*PROMPT*:
Write out the portion of the cricket match report starting at "England captain Michael" and ending at "offside for four.", reproducing its wording without alteration.

*PASSAGE PROVIDED*:
>>
Harris was booed by the crowd when he rubbed his hand in the dirt when it looked as if he was about to bowl.
Then whether through frustration or merely a mistimed shot, Bell became the seventh player in Test history and first Englishman to be out for 199 when he was caught and bowled by Harris off a checked drive.
England captain Michael Vaughan immediately signalled the declaration and that left South Africa needing 394 to avoid the follow-on in the first of this four-Test series.
Four members of the Proteas' five-man attack conceded over 100 runs.
The 6ft 6in Morkel, however, did take four wickets for 121 in his 34 overs.
Earlier, Pietersen's partnership of 286 with Bell, who'd come in when the hosts were in trouble at 117 for three, was an England fourth-wicket record against South Africa, surpassing the 197 shared by Wally Hammond and Les Ames at Cape Town in 1938/39.
Bell was equally comfortable against both spin and pace, lofting Harris for six over long-off and precisely cutting Morkel through the offside for four.
Arguably the best shot of his innings was when he forced Harris off the backfoot through the covers.
Bell completed his 150 in classic style by driving Steyn straight down the ground for four into the pavilion fence.
He then went past his previous Test-best of 162 not out against minnows Bangladesh at the Riverside three years ago with a cut four off Makhaya Ntini.
Hopes both England's centurions would bat through the morning session ended when Pietersen's gloved hook off Morkel was caught down the legside by wicket-keeper Mark Boucher.
<<
[Raw records]
>>
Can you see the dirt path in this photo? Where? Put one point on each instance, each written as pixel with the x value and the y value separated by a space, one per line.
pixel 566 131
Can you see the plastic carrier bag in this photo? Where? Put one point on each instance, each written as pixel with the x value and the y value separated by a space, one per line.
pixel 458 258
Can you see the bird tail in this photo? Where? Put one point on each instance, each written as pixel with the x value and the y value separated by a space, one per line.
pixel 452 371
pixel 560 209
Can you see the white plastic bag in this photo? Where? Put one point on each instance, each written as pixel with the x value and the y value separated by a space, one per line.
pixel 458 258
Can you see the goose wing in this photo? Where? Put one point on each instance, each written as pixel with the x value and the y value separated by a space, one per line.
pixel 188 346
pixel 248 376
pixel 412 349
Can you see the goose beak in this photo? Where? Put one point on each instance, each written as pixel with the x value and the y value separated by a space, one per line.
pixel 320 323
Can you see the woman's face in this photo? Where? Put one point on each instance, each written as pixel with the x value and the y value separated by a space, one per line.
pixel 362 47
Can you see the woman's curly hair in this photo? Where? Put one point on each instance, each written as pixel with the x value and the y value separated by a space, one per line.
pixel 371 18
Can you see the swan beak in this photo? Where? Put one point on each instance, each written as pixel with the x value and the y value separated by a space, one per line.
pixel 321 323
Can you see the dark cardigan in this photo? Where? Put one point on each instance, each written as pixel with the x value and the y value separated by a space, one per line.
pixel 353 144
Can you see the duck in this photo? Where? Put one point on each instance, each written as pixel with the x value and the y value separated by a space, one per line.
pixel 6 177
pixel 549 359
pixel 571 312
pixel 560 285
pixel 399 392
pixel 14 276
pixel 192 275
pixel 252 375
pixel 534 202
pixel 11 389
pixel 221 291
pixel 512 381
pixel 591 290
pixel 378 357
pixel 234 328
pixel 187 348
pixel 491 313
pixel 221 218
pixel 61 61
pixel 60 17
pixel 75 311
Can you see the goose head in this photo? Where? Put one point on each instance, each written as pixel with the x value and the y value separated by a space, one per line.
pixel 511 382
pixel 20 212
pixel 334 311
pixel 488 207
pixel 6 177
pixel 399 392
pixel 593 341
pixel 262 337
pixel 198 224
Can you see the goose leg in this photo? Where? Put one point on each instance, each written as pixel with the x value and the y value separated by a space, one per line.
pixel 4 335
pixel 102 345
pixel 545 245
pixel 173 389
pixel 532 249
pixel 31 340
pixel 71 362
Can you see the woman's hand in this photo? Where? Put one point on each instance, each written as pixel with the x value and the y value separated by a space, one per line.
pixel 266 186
<<
*CORRECT ANSWER*:
England captain Michael Vaughan immediately signalled the declaration and that left South Africa needing 394 to avoid the follow-on in the first of this four-Test series.
Four members of the Proteas' five-man attack conceded over 100 runs.
The 6ft 6in Morkel, however, did take four wickets for 121 in his 34 overs.
Earlier, Pietersen's partnership of 286 with Bell, who'd come in when the hosts were in trouble at 117 for three, was an England fourth-wicket record against South Africa, surpassing the 197 shared by Wally Hammond and Les Ames at Cape Town in 1938/39.
Bell was equally comfortable against both spin and pace, lofting Harris for six over long-off and precisely cutting Morkel through the offside for four.